• **TÂCHE A**:
Convertissez en tableau Markdown les lignes des données fournies, de celle qui contient « Where can the bridge » jusqu'à la fin des données, bornes comprises. Utilisez une colonne N° pour le numéro de ligne et une colonne Contenu pour la ligne, sans reprendre les lignes vides.

---

Les stages occupent une place centrale dans la composante pratique de la FIE, notamment en matière d’heures (un minimum de 700 heures est destiné à la réalisation des stages en milieu scolaire au Québec). Ils offrent un contexte permettant « d’apprendre en expérimentant, en faisant, en mettant “la main à la pâte”, en s’inscrivant “en vrai” dans des relations professionnelles […], mais aussi en observant et en ayant un recul réflexif sur ce que l’on fait et ce que l’on voit » (Glaymann, 2014, p. 63). Conséquemment, les stages en milieu scolaire misent sur l’apprentissage expérientiel, les situations réelles d’apprentissage, les interactions avec les diverses personnes impliquées ainsi que sur la réflexivité des stagiaires, tout en respectant l’esprit des curriculums prescrits (Boutet, 2000 ; Glaymann, 2014).

Les séminaires se définissent comme étant des activités complémentaires aux stages (Boutet, 2000 ; Desbiens, Molina et Habak, 2019). Ils sont constitués d’échanges réflexifs portant sur des « expériences individuelles qui peuvent être transformées, dans l’interaction réflexive, en un savoir plus généralisable » (Boutet, 2000, p. 65).

Les stagiaires sont accompagnées par une personne enseignante associée, praticienne chevronnée du milieu scolaire, et par une personne superviseure, mandatée par le milieu universitaire, afin de favoriser le développement de leurs savoirs de la profession. Dans le cadre de cette étude, nous considérons que l’acte d’accompagner implique « se joindre à quelqu’un […], pour aller où il va […], à son rythme, à sa mesure, à sa portée. Tel est le principe de base : l’action se règle à partir de l’autre, de ce qu’il est, de là où il en est » (Paul, 2009, p. 62-63). Cet accompagnement doit reposer sur trois dimensions : la dimension relationnelle (relation favorable au climat de confiance), la dimension située (partir de l’endroit où se situe la personne accompagnée pour aller dans la direction et vers la destination qu’elle souhaite) et la dimension temporelle (avancer au rythme de l’accompagné) (Paul, 2004, 2016).

La notion d’écodispositif

La notion d’écodispositif est centrale dans cette étude, pour orienter l’émergence de dispositifs d’intégration de l’EAV en formation pratique, lesquels se font encore attendre. L’écodispositif se veut un lieu de ralliement entre les différentes conceptions présentées plus haut et les cinq constituantes issues de cette étude.

De manière plus spécifique, la notion d’écodispositif se situe à l’intersection de quatre propositions théoriques. Les trois premières sont liées à la notion de dispositif de Peeters et Charlier (1999), qui le décrivent comme un entre-deux se situant entre liberté et contrainte, entre réalité et imaginaire ainsi qu’entre sujet et objet. La quatrième est celle d’Albero (2010), qui définit le dispositif comme ce qui « englobe les lieux, les méthodes et l’ensemble fonctionnel des acteurs et des moyens mobilisés en vue d’un objectif » (p. 1). De plus, nous situons l’écodispositif de cette étude dans la typologie de dispositifs hybrides de formation en enseignement supérieur définie par Burton et al. (2011).

---

• **TÂCHE B**:
Reproduisez à l'identique le passage de l'extrait sur la formation pratique, depuis « De manière plus » jusqu'à « Burton et al. (2011). » inclus.

---

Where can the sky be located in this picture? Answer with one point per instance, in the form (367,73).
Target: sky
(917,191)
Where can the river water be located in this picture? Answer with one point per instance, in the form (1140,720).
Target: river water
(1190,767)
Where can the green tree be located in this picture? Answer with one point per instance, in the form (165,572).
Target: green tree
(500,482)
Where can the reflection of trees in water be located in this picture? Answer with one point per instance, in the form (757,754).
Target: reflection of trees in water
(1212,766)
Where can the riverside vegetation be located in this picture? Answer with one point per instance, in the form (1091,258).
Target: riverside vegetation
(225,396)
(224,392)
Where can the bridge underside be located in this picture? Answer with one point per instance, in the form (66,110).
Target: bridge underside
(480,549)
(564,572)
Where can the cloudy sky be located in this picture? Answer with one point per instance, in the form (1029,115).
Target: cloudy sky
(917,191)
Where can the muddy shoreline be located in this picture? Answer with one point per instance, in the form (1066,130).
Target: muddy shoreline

---

• **RÉPONSE COMPLÈTE A**:
| N° | Contenu |
|---|---|
| 1 | Where can the bridge underside be located in this picture? Answer with one point per instance, in the form (66,110). |
| 2 | Target: bridge underside |
| 3 | (480,549) |
| 4 | (564,572) |
| 5 | Where can the cloudy sky be located in this picture? Answer with one point per instance, in the form (1029,115). |
| 6 | Target: cloudy sky |
| 7 | (917,191) |
| 8 | Where can the muddy shoreline be located in this picture? Answer with one point per instance, in the form (1066,130). |
| 9 | Target: muddy shoreline |

• **RÉPONSE COMPLÈTE B**:
De manière plus spécifique, la notion d’écodispositif se situe à l’intersection de quatre propositions théoriques. Les trois premières sont liées à la notion de dispositif de Peeters et Charlier (1999), qui le décrivent comme un entre-deux se situant entre liberté et contrainte, entre réalité et imaginaire ainsi qu’entre sujet et objet. La quatrième est celle d’Albero (2010), qui définit le dispositif comme ce qui « englobe les lieux, les méthodes et l’ensemble fonctionnel des acteurs et des moyens mobilisés en vue d’un objectif » (p. 1). De plus, nous situons l’écodispositif de cette étude dans la typologie de dispositifs hybrides de formation en enseignement supérieur définie par Burton et al. (2011).